__Tarefas a realizar__
**A)** Reescreva de forma mais breve o parágrafo do excerto sobre a Fortaleza de Peniche que começa por "“Desde 1934 a 1974", conservando os seus factos principais.
**B)** Enumere todas as profissões dos presos expressamente mencionadas no excerto sobre a Fortaleza de Peniche.
**C)** Segundo José Marcelino, a partir de que ano passou o fascismo a utilizar a Fortaleza como prisão de alta segurança, de acordo com o excerto sobre a Fortaleza de Peniche?

__Excerto fornecido__
○ ○ ○

Aida Rechena referiu ainda que o acervo não resulta de colecções privadas, mas da recolha de numerosa informação fornecida por ex-presos políticos e por entidades ligadas à Resistência, entre as quais a URAP.
Na sua intervenção, José Marcelino recordou também que “este foi o local onde a Ditadura Militar, pouco depois do golpe de 1926, colocou uma guarnição militar para vigiar e acolher diariamente a presença de deportados que foram enviado para Peniche e que aqui na Fortaleza tinham de se apresentar diariamente (…)”, acrescentando que “a partir de 1933, já com Salazar no poder, o fascismo passou a utilizar a Fortaleza como prisão de alta segurança para cumprimento de penas dos pesos políticos já condenados”.
“Desde 1934 a 1974, até à Revolução de Abril, por aqui passaram mais dos 2.500 homens e duas mulheres, cujos nomes estão inscritos no Memorial existente no interior da Fortaleza. Eram fundamentalmente presos muito jovens, na sua maioria com idades inferiores a 30 anos (…). Na maioria eram operários fabris e agrícolas, mas também aqui estiveram presos advogados, médicos, engenheiros e homens de muitas outras profissões”, disse.

○ ○ ○

__Dados fornecidos__
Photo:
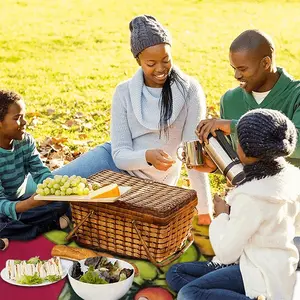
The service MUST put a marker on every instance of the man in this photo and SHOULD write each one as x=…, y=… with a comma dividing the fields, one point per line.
x=262, y=85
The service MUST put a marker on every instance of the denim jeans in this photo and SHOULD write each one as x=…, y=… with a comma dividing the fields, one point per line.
x=206, y=281
x=33, y=222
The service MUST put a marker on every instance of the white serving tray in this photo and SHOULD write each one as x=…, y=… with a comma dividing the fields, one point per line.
x=75, y=198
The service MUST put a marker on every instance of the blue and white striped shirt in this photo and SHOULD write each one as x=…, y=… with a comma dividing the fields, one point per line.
x=15, y=165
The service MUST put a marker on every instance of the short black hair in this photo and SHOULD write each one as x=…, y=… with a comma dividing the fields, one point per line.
x=254, y=40
x=7, y=98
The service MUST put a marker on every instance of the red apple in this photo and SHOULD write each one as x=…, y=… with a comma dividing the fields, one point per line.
x=153, y=293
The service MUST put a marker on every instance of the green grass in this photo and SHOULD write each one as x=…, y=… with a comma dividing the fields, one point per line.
x=69, y=55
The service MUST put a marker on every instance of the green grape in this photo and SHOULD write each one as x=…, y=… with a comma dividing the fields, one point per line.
x=84, y=180
x=63, y=188
x=47, y=180
x=50, y=185
x=56, y=186
x=69, y=191
x=65, y=178
x=40, y=191
x=74, y=183
x=67, y=184
x=57, y=193
x=57, y=178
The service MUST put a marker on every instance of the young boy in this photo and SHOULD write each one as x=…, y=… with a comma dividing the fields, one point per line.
x=22, y=217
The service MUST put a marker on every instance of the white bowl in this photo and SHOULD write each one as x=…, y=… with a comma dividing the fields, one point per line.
x=110, y=291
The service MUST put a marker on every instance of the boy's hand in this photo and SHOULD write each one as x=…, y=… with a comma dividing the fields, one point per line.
x=159, y=159
x=205, y=127
x=30, y=203
x=220, y=206
x=208, y=165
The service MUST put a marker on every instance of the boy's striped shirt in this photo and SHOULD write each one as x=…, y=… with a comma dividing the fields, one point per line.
x=15, y=165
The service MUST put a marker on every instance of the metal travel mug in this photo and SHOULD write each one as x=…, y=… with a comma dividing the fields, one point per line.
x=193, y=153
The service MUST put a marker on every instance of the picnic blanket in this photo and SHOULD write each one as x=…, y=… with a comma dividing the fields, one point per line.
x=149, y=284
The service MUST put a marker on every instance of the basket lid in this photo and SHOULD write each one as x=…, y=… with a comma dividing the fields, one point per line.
x=146, y=196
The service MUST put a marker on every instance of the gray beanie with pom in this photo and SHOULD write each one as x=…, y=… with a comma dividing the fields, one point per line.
x=146, y=31
x=266, y=134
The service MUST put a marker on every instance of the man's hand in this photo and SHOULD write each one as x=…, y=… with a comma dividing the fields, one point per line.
x=220, y=206
x=159, y=159
x=208, y=165
x=205, y=127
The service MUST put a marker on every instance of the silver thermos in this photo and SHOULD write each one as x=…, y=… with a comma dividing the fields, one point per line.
x=226, y=159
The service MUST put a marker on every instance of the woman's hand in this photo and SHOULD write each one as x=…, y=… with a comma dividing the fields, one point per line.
x=220, y=206
x=205, y=127
x=159, y=159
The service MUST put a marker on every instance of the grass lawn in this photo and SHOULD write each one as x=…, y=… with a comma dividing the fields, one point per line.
x=66, y=56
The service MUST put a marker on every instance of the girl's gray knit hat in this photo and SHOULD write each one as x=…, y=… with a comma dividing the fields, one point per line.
x=266, y=134
x=146, y=31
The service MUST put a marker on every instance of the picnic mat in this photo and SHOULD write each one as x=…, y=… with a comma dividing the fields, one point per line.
x=149, y=284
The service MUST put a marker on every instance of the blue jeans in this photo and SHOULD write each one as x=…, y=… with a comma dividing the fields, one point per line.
x=206, y=281
x=91, y=162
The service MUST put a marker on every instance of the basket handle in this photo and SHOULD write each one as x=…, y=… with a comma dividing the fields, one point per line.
x=167, y=260
x=74, y=230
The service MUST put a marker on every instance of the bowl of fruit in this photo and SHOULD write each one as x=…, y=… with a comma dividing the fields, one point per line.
x=76, y=188
x=101, y=277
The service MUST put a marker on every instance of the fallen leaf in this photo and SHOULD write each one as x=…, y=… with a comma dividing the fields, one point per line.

○ ○ ○

__Resultados por ordem__
**A)** Entre 1934 e a Revolução de Abril de 1974, passaram pela Fortaleza mais de 2.500 homens e duas mulheres, cujos nomes constam do Memorial no seu interior. Eram sobretudo presos muito jovens, na maioria com menos de 30 anos. Predominavam os operários fabris e agrícolas, mas também lá estiveram advogados, médicos, engenheiros e homens de muitas outras profissões.

**B)**
- Operários fabris
- Operários agrícolas
- Advogados
- Médicos
- Engenheiros

**C)** A partir de 1933.